Source extract
-.-.-

View Source

Metadata Store is a central repository that stores metadata information about all data sets kept in the Data Store, including provenance, and information about results from recently executed queries. Typically, for Level 1 and Level 2 metadata will be produced by pipelines, and automatically captured. Already uploaded metadata may need to be updated (not all information is known at the time of ingest). For Level 3, users will be able to upload metadata (e.g., through a web form). Note that in many cases information will be extracted directly from the data ad-hoc, or kept locally with the data. General philosophy: keep the metadata stored inside central repository (searching over a distributed file system will be too slow).

Metadata should contain enough information to easily service SIA v2 queries. It is also worth exploring if/how much we want to be compatible with Common Archive Observation Model (CAOM-2.0).

Metadata Store will contain:

"global" database with the following tables:
- "User". Contains information about all users, including limits for different resources
- "Repo". Contain basic information about every repository.
- "FileRepo". Contains file-repository-specific information.
- "DbRepo". Contains database-repository-specific information.
a dedicated database for each file-repository with the following tables:
- "FileMeta". Contains information about one file
- If it contains FITS files, also: "FitsMeta", "FitsKeyValues", "FitsPositions"
- If it contains config files, also tables-to-be-defined.
a dedicated database for each database-repository with the following tables:
- MySQL's information_schema. Most likely, it will be "federated" from the right place
- "DbMeta". Contains information about one database
- "DDT". A Data Definition Table will be maintained to augment standard MySQL-managed metadata. DDT will contain:
  - UI-specific information such as display precision, or whether to display a given column by default
  - VO-compliance related metadata, such us UIDs for each column.

For most of the above tables, there will be one <name>Annotations table, for keeping annotations added by users.

A very rough sketch of schema for the above is captured in the description of

Provenance. Metadata Store is responsible for keeping track of all provenance (execution trace), or, in other words, information "how we came up with the data". Provenance will be used primarily:

to build supported virtual data products,
to QA the data, for example to detect which parts of data were affected by a faulty algorithm or a bad node,
as a recipe how to regenerate intermediate results.
Things to capture for each data set
- Intention
- Tasks run
- Options and configs used: default values for algorithms run, overwrites for tasks run, customizations
- User who ran
- Timestamp of beginning of execution

Random notes

Locations: Repository root path (product id) – url for image repository, database name / host for database. Physical location should be wrapped and not exposed to users, to allow for data migration
Appropriate per-user access control measures will be needed.

-.-.-

Entries provided
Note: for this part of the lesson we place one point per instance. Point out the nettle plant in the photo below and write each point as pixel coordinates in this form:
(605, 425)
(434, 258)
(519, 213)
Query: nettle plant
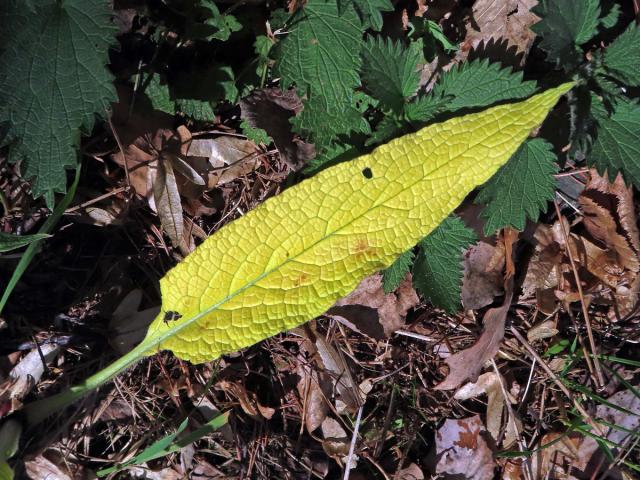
(366, 209)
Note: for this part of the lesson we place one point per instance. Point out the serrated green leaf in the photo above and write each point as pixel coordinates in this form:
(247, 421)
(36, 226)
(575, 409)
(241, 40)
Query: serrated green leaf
(425, 107)
(331, 155)
(389, 127)
(262, 46)
(480, 83)
(321, 56)
(223, 25)
(435, 31)
(53, 84)
(565, 24)
(369, 11)
(10, 242)
(393, 276)
(390, 71)
(325, 126)
(521, 188)
(612, 16)
(256, 135)
(617, 146)
(622, 57)
(159, 96)
(200, 110)
(437, 270)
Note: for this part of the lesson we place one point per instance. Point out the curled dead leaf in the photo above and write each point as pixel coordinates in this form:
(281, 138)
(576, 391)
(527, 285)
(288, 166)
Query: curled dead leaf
(271, 109)
(248, 400)
(370, 311)
(500, 31)
(467, 364)
(461, 451)
(483, 274)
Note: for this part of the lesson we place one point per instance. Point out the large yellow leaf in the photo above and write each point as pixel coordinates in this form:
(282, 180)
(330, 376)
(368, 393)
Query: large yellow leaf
(291, 258)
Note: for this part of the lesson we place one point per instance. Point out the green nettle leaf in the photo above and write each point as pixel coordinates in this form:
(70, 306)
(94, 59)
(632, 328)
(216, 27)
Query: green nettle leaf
(262, 46)
(435, 31)
(437, 271)
(617, 146)
(369, 11)
(53, 83)
(389, 127)
(321, 56)
(223, 25)
(256, 135)
(480, 83)
(425, 107)
(622, 58)
(521, 188)
(393, 276)
(612, 16)
(390, 72)
(159, 96)
(331, 155)
(566, 24)
(200, 110)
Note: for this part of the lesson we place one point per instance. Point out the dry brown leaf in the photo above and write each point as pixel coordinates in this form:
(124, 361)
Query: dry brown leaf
(619, 199)
(467, 364)
(483, 277)
(313, 388)
(270, 109)
(602, 225)
(167, 200)
(248, 400)
(370, 311)
(221, 160)
(336, 442)
(331, 361)
(541, 331)
(500, 30)
(410, 472)
(489, 384)
(461, 451)
(25, 375)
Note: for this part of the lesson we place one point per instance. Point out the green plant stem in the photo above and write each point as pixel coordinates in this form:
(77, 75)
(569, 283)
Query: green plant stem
(32, 249)
(39, 410)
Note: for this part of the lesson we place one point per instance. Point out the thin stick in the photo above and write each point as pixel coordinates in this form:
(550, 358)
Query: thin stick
(95, 200)
(512, 420)
(121, 148)
(596, 363)
(557, 381)
(352, 447)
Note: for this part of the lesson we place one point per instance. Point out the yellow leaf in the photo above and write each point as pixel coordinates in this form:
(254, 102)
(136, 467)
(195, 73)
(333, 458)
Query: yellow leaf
(291, 258)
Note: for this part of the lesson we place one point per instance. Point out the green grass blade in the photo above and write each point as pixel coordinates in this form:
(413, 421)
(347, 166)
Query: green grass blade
(32, 249)
(169, 444)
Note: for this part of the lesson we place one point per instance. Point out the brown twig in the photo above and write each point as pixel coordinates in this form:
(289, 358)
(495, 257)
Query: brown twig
(599, 376)
(557, 381)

-.-.-

Work to do
(a) From the Metadata Store text, list the names of the tables it gives for the "global" database.
(b) Write out the Metadata Store text starting with "Random notes" and going on through "will be needed.", switching "access control" to "permission".
(c) Pick up the Metadata Store text after its last sentence and carry it on.

Outputs in order
(a) User, Repo, FileRepo, DbRepo

(b)
Random notes

Locations: Repository root path (product id) – url for image repository, database name / host for database. Physical location should be wrapped and not exposed to users, to allow for data migration
Appropriate per-user permission measures will be needed.

(c)
Repository-specific Metadata

Repository-specific metadata will be managed per-repository. For example, image metadata corresponding to Data Release X will be stored in the Exposure tables in the database for Data Release X (and will be immutable), while image metadata for images imported by user Joe will reside in Joe's workspace (and might be either immutable, or not, depending on user's preferences).

Image Metadata

Image Metadata will be extracted directly from FITS headers, or provided by pipelines as it generates images. Supported FITS header format - anything that cfitsio reads. While the structure of production images will be well defined and thus easy to capture and optimally index, image files coming from other sources (e.g., imported by users) might contain custom keywords, and their semantics might be harder to comprehend. In such cases, all metadata will be captured (in a form of flat key-value pairs), and limited indexing will be provided. External data sets imported as precursor data will go through necessary transformations (in the files or on-the-fly) to convert them into a supported version.

Potential complication: we might need to develop mapping from original FITS keywords to more canonical and useful standardized names. (Question: will that be necessary for LSST L1/L2 production?)

Note that FITS headers are generally static, and all updates / versions will be tracked through the Image Metadata stored in the database.

Database Metadata

Typically, this information will be fetched directly from Qserv, or MySQL Information Schema. In addition, for each table, a Data Definition Table (DDT) will be maintained to augment standard MySQL-managed metadata. DDT will contain:

UI-specific information such as display precision, or whether to display a given column by default
VO-compliance related metadata, such us UIDs for each column.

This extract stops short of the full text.